**Problem statement:**
Only the lines of the data below from the one with "Query: yoga pose silhouette" through the one with "Query: torso silhouette" are wanted. Repeat them exactly.

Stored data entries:
+++

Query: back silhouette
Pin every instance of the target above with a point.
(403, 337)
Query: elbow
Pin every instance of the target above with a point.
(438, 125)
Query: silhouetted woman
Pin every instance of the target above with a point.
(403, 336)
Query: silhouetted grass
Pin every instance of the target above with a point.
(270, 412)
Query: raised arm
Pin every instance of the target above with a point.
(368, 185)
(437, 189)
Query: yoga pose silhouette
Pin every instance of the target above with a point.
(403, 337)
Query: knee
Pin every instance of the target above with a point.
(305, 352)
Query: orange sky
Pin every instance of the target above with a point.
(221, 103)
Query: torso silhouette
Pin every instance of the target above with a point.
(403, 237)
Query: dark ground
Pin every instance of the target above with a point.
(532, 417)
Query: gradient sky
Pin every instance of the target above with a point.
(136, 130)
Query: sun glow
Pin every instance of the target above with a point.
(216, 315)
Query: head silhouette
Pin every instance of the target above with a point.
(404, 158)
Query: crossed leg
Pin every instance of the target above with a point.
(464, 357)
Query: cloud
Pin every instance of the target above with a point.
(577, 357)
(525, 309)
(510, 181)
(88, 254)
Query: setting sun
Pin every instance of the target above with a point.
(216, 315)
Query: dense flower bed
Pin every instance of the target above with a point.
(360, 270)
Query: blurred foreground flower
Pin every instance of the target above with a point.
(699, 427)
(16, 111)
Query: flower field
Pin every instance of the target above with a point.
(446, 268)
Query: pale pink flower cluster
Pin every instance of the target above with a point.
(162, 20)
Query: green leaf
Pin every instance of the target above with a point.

+++

**Exercise response:**
Query: yoga pose silhouette
Pin every instance of the target above with a point.
(403, 337)
Query: knee
Pin every instance of the target above with a point.
(305, 352)
Query: orange sky
Pin every instance of the target above with a point.
(221, 103)
Query: torso silhouette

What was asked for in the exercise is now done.